● **Direction**: Starting with the line that contains "Draw the outline of every instance of the exposed" and going on through the end of the entries, write those lines again with "exposed log" renamed to "fallen log", changing nothing else.

[Region outline entries]

--- Start ---

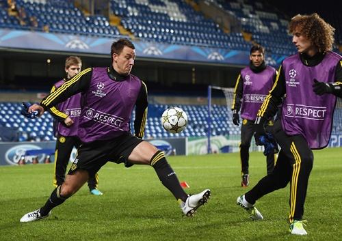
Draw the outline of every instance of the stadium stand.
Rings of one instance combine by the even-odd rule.
[[[177,104],[187,114],[188,124],[181,133],[172,134],[163,129],[160,117],[163,112],[172,105],[149,104],[148,119],[145,129],[145,138],[175,138],[179,137],[197,137],[207,135],[207,107],[203,105]],[[53,136],[53,122],[51,115],[45,113],[42,117],[36,119],[25,118],[21,115],[21,102],[0,102],[0,115],[3,117],[2,126],[19,133],[19,141],[51,141]],[[134,113],[133,119],[134,119]],[[342,109],[337,108],[334,115],[334,123],[340,123],[342,119]],[[227,107],[213,104],[211,110],[212,136],[240,135],[241,128],[233,125],[231,111]],[[222,125],[224,123],[224,125]],[[133,123],[131,124],[133,128]],[[333,125],[332,134],[339,134],[342,128],[339,125]]]
[[[259,43],[270,53],[295,53],[287,31],[289,17],[270,5],[247,0],[207,1],[238,19],[241,31],[228,32],[201,12],[199,0],[110,0],[111,19],[90,16],[67,0],[1,0],[0,27],[107,38],[127,35],[145,42],[239,51]],[[337,25],[338,43],[342,42],[341,27]],[[334,50],[339,51],[337,46]]]
[[[206,137],[207,108],[206,106],[177,104],[188,115],[188,126],[181,133],[172,134],[163,129],[160,117],[165,109],[170,105],[150,104],[148,105],[145,137],[146,139],[179,137]],[[21,102],[0,102],[0,115],[3,117],[1,124],[20,133],[20,141],[51,141],[53,136],[53,118],[45,113],[41,118],[29,119],[21,115]],[[134,113],[133,113],[134,117]],[[134,119],[134,118],[133,118]],[[226,107],[214,104],[212,111],[213,135],[229,135],[239,134],[239,128],[231,123],[231,111]],[[222,125],[227,123],[227,125]],[[133,123],[131,124],[133,128]]]

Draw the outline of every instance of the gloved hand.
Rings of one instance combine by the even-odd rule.
[[[23,102],[23,107],[21,108],[21,115],[24,115],[27,118],[36,119],[39,117],[38,111],[34,111],[33,112],[29,112],[29,107],[31,106],[29,103]]]
[[[240,117],[237,110],[233,110],[233,123],[234,123],[235,126],[239,126],[240,124]]]
[[[263,145],[263,144],[260,141],[261,137],[267,135],[263,127],[263,124],[255,124],[254,131],[255,143],[256,145]]]
[[[332,93],[333,89],[328,83],[319,82],[315,79],[313,80],[313,91],[317,95],[321,96],[326,93]]]
[[[265,147],[263,154],[268,156],[270,154],[276,154],[279,152],[278,144],[270,133],[262,135],[259,137],[259,141]]]

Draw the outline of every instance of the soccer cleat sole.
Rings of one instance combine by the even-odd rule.
[[[187,212],[186,216],[188,217],[193,217],[194,214],[196,213],[197,209],[200,208],[201,205],[205,205],[208,202],[208,200],[210,199],[210,196],[211,196],[211,191],[210,190],[208,190],[203,194],[202,198],[198,201],[198,203],[200,204],[198,206],[192,209],[190,211]]]

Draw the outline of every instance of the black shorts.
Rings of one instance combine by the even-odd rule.
[[[133,164],[128,161],[128,158],[142,141],[131,133],[125,133],[110,140],[82,143],[68,174],[82,169],[88,171],[90,175],[94,175],[107,162],[124,163],[126,167],[131,167]]]

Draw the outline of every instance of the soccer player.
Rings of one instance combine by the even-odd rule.
[[[66,82],[45,97],[40,104],[33,104],[29,112],[42,115],[57,104],[81,93],[78,136],[82,145],[64,182],[52,192],[46,203],[25,214],[21,222],[30,222],[50,216],[51,210],[75,193],[107,162],[152,166],[161,183],[178,200],[183,213],[194,215],[207,201],[210,190],[188,195],[181,186],[175,172],[164,154],[142,139],[147,114],[147,90],[145,84],[131,74],[135,59],[133,43],[120,39],[111,47],[111,65],[107,68],[90,68]],[[135,106],[134,130],[129,122]]]
[[[241,107],[240,160],[242,187],[248,186],[249,149],[254,133],[256,113],[263,100],[273,86],[276,70],[265,64],[265,51],[260,45],[254,45],[250,51],[250,65],[242,69],[237,77],[232,105],[233,123],[240,123],[239,111]],[[272,122],[272,121],[270,121]],[[274,167],[274,153],[267,155],[267,171],[270,174]]]
[[[76,56],[70,56],[65,61],[64,70],[66,78],[53,85],[51,93],[54,92],[64,83],[69,81],[80,72],[82,68],[81,59]],[[53,185],[55,187],[62,185],[65,179],[66,167],[69,161],[73,148],[79,147],[81,142],[77,137],[77,126],[81,113],[81,94],[77,94],[55,107],[51,108],[49,112],[55,118],[54,129],[57,137],[55,153],[55,175]],[[88,180],[90,193],[102,195],[97,189],[98,175],[97,173],[90,176]]]
[[[256,200],[289,182],[289,231],[306,235],[303,214],[313,164],[311,150],[324,148],[329,142],[337,96],[342,97],[342,57],[332,52],[334,29],[317,14],[294,16],[289,30],[298,53],[282,61],[256,120],[259,137],[285,96],[280,119],[266,127],[281,150],[273,172],[237,202],[252,219],[263,219],[254,207]]]

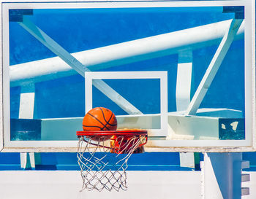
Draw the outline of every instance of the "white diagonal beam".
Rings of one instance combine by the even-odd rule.
[[[26,17],[23,17],[23,22],[19,22],[18,23],[83,77],[84,77],[84,73],[86,71],[90,71]],[[102,80],[95,80],[94,81],[93,85],[128,114],[142,114],[140,110],[116,93]]]
[[[239,29],[243,20],[233,19],[231,22],[229,29],[225,34],[222,42],[220,42],[214,58],[212,58],[198,87],[196,90],[189,106],[187,110],[186,114],[195,114],[201,102],[206,95],[208,87],[214,80],[222,62],[226,55],[231,43],[233,42],[237,31]]]
[[[223,38],[232,20],[72,53],[88,69],[97,71],[122,64],[215,44]],[[244,23],[236,39],[244,36]],[[31,69],[31,68],[33,69]],[[26,73],[23,71],[26,71]],[[10,87],[70,76],[76,72],[59,57],[10,66]]]

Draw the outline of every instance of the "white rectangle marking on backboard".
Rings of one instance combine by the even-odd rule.
[[[149,130],[151,136],[167,135],[167,71],[114,71],[86,72],[86,113],[92,108],[92,81],[94,79],[160,79],[160,129]]]

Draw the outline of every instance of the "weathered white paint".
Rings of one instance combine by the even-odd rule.
[[[20,119],[34,118],[34,84],[21,86],[19,108]]]
[[[203,198],[241,199],[242,163],[241,152],[206,153],[201,163]]]
[[[0,171],[1,199],[198,199],[200,173],[128,171],[127,191],[80,192],[80,171]]]
[[[251,180],[242,183],[243,187],[250,188],[249,195],[242,198],[255,199],[256,172],[243,173],[249,174]],[[126,192],[80,192],[80,171],[1,171],[1,199],[166,199],[168,195],[172,199],[201,198],[200,171],[128,171],[127,174]]]

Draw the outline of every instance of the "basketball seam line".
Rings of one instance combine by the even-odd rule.
[[[101,109],[99,108],[99,109]],[[98,120],[98,118],[97,118],[95,116],[94,116],[93,114],[90,114],[89,112],[88,114],[89,115],[91,115],[92,117],[95,118],[96,120],[97,120],[99,123],[101,123],[103,125],[103,128],[101,128],[102,130],[104,130],[105,128],[106,128],[109,130],[109,128],[108,127],[106,127],[106,125],[104,125],[99,120]],[[103,117],[104,117],[104,114],[103,114]]]
[[[103,110],[102,109],[101,107],[99,107],[99,109],[102,111],[102,115],[103,115],[103,119],[104,119],[104,120],[108,123],[108,125],[109,125],[110,126],[116,126],[116,125],[117,125],[116,122],[116,124],[114,124],[114,125],[111,125],[111,124],[109,123],[109,122],[110,122],[110,120],[112,119],[112,117],[114,115],[114,114],[113,114],[113,112],[111,112],[112,114],[111,114],[110,118],[108,120],[108,121],[107,121],[107,120],[106,120],[106,118],[105,118],[105,114],[104,114]]]
[[[102,111],[102,115],[103,115],[103,119],[104,119],[105,122],[107,122],[107,123],[104,125],[103,129],[104,129],[104,128],[106,128],[108,130],[110,130],[110,129],[107,127],[107,125],[110,125],[108,122],[109,122],[109,121],[110,121],[110,120],[111,120],[111,118],[112,118],[113,112],[112,112],[112,114],[111,114],[110,118],[109,119],[108,121],[107,121],[107,120],[106,120],[106,118],[105,118],[105,114],[104,114],[104,112],[103,112],[102,109],[99,107],[99,109]]]

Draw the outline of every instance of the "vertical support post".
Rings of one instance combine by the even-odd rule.
[[[241,199],[242,153],[205,153],[202,198]]]
[[[34,118],[34,84],[21,86],[19,119]]]
[[[176,80],[176,110],[185,111],[190,104],[193,87],[192,50],[185,50],[178,52]],[[195,168],[193,152],[180,152],[180,166]]]

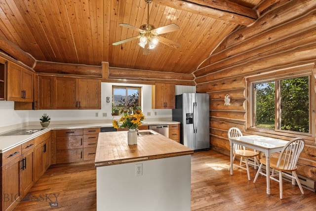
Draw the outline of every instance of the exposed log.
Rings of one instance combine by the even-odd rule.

--- End ---

● **Result of the task**:
Draw the outline of every instance of the fallen log.
Rings of one instance combine by the even-odd rule.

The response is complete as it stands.